- _What the task asks_: Your answer should show every line of the material below that includes "glass".

- _Task input_:
((

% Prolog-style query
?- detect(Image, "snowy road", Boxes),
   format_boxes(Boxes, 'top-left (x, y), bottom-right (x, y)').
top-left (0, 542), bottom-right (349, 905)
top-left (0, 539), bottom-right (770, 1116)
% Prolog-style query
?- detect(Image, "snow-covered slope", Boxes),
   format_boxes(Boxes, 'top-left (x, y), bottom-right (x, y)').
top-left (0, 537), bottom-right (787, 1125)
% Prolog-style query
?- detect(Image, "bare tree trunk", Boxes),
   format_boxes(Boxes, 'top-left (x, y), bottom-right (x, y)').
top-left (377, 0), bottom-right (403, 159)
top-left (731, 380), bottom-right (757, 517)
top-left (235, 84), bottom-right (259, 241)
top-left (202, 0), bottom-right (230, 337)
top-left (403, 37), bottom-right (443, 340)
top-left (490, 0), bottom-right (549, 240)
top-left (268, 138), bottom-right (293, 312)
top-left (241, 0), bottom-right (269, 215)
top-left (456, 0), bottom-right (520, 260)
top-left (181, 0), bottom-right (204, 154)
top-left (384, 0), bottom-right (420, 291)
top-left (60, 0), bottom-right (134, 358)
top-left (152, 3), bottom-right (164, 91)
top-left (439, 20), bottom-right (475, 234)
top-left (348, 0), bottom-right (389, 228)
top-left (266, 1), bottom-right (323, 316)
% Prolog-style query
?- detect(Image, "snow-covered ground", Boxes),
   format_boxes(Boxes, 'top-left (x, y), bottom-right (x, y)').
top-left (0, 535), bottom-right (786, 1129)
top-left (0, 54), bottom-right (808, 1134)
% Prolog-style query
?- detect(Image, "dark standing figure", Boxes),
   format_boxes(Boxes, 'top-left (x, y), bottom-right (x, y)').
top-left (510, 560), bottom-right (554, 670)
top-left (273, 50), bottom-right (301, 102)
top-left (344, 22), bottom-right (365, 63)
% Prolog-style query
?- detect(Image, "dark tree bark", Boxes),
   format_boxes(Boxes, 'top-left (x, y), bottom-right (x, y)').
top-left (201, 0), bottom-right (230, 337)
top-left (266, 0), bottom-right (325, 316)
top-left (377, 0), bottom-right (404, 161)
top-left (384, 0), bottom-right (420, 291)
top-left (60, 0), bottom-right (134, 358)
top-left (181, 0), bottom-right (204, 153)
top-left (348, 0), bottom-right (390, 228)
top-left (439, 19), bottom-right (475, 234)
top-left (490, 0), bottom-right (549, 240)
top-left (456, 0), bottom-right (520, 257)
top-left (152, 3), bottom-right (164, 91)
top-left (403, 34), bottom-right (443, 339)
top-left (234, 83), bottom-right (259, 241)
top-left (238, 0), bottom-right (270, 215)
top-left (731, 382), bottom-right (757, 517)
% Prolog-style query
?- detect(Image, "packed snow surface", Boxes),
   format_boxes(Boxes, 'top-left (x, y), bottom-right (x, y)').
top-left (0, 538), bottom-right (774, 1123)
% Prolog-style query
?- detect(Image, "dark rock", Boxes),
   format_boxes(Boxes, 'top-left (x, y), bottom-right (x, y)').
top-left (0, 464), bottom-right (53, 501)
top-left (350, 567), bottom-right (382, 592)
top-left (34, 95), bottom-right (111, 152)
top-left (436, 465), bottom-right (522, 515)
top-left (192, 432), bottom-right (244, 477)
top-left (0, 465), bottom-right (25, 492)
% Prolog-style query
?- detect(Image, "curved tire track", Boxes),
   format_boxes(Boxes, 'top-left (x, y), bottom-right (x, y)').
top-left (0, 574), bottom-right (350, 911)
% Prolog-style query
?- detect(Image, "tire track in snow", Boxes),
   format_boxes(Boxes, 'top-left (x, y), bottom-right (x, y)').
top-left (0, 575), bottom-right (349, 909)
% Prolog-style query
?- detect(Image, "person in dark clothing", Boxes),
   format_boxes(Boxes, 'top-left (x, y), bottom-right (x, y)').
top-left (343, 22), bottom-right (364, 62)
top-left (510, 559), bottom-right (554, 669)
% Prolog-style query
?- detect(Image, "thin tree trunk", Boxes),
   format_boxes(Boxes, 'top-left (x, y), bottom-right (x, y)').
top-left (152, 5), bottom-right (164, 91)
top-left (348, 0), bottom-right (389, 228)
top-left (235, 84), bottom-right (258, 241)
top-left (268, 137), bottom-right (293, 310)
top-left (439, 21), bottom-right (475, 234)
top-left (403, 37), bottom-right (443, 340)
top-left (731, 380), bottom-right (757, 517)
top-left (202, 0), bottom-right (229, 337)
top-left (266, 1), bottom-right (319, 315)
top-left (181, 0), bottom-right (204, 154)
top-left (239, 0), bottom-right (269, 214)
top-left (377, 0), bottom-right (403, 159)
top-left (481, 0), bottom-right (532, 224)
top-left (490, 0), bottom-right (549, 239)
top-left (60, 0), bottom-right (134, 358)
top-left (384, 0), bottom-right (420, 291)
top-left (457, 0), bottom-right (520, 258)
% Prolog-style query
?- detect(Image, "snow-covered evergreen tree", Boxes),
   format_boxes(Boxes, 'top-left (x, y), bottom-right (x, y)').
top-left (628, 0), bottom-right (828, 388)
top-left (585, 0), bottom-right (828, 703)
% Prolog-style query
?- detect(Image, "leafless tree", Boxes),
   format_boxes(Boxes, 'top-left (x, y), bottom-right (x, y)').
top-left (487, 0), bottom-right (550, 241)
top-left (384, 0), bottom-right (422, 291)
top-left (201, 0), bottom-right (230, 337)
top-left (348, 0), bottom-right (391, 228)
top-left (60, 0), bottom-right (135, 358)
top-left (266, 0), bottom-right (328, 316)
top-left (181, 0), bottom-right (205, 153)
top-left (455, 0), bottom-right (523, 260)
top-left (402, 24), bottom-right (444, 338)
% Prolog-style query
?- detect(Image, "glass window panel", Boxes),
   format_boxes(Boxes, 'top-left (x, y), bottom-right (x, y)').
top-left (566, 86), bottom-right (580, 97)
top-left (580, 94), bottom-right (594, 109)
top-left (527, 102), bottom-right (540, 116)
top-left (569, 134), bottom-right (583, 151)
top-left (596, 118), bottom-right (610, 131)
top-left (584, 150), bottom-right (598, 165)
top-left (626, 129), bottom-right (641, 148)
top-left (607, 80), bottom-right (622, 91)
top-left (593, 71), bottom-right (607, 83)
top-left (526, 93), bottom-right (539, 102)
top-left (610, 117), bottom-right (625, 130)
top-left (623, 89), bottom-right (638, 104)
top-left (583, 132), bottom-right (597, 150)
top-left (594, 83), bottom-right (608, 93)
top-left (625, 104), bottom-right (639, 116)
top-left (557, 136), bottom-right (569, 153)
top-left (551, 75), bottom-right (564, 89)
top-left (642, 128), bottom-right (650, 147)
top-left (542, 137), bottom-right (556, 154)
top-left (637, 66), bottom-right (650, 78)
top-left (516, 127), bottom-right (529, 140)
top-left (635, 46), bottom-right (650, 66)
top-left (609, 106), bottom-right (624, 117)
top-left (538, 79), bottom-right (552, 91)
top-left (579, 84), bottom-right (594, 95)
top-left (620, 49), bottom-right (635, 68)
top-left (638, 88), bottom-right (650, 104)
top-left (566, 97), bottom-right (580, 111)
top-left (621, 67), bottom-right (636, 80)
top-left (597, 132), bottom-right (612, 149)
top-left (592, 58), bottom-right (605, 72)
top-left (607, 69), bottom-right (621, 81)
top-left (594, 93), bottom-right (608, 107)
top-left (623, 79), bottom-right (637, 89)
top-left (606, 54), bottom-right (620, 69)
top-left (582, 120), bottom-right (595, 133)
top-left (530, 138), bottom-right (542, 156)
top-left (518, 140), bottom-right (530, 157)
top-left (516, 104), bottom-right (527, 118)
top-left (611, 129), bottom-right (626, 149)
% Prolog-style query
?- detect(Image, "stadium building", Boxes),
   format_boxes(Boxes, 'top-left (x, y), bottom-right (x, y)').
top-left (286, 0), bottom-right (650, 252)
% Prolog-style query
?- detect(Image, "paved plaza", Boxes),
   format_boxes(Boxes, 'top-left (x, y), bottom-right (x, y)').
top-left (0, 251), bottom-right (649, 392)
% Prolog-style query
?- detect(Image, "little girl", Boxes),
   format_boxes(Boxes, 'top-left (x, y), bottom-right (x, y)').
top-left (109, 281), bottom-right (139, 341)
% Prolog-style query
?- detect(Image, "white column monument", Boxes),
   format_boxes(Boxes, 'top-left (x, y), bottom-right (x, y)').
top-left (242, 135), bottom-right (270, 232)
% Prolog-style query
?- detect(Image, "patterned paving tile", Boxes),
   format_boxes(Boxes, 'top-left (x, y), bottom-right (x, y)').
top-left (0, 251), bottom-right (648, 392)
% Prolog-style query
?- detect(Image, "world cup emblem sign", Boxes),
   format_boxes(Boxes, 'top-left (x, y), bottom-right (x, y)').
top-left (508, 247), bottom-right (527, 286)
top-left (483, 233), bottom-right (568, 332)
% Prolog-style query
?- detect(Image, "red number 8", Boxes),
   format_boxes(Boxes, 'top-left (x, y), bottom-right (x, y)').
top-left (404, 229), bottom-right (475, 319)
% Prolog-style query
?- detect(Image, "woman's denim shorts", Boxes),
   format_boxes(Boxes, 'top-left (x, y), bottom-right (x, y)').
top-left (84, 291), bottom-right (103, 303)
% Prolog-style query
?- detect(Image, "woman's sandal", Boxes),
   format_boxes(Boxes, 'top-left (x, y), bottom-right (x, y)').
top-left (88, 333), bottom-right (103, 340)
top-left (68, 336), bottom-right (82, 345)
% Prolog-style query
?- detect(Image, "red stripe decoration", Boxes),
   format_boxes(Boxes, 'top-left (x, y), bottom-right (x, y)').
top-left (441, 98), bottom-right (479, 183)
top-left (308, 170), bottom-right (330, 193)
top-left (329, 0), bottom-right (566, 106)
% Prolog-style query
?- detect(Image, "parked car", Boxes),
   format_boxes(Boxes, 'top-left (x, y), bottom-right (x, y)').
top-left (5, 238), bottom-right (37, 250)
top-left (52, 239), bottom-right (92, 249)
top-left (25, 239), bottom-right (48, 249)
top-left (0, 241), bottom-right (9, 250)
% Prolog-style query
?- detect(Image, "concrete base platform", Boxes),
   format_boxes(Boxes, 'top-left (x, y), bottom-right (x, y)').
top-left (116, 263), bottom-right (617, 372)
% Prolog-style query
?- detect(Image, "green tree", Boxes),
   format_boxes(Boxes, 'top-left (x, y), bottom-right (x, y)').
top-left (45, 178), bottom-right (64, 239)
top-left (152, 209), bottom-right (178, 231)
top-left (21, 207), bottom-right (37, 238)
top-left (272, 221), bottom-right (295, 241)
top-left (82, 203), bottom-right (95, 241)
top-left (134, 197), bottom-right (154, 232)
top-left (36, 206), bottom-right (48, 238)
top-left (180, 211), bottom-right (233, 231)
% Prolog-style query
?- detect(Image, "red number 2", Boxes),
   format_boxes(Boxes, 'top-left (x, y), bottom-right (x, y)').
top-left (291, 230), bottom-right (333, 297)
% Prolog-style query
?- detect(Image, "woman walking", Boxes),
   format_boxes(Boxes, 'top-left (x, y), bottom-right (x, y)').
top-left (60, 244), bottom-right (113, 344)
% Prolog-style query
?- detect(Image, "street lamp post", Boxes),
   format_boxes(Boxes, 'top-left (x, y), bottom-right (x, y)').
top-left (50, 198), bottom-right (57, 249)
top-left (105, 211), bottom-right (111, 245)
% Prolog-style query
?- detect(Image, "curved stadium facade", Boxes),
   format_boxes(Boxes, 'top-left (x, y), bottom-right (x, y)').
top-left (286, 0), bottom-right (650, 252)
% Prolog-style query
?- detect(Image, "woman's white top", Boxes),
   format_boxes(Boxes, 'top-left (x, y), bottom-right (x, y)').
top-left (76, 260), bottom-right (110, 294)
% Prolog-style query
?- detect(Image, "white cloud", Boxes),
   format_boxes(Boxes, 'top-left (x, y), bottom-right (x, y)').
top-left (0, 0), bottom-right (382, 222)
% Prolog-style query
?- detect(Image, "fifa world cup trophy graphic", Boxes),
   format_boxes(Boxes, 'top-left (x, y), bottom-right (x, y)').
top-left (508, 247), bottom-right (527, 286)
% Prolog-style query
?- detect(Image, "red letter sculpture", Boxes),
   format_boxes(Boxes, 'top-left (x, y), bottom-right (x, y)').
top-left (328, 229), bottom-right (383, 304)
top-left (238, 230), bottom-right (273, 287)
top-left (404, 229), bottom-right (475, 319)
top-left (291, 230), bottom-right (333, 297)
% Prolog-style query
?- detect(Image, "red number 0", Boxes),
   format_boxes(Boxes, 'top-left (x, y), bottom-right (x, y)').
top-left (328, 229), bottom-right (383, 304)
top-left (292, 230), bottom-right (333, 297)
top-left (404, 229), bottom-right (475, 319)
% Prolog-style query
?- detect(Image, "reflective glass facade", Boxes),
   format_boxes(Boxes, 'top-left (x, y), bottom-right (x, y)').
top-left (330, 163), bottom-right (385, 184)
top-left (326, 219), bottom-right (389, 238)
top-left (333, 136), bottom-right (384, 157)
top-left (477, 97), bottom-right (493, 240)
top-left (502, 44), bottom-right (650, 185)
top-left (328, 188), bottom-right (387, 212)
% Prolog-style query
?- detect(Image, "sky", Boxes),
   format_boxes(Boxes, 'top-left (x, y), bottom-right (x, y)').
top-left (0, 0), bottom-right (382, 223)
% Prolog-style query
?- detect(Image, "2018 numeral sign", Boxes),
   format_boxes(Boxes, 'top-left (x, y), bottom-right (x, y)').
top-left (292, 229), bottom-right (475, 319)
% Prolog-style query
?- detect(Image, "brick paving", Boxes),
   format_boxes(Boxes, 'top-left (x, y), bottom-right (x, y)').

))

- _Answer to this exercise_:
?- detect(Image, "glass window panel", Boxes),
?- detect(Image, "reflective glass facade", Boxes),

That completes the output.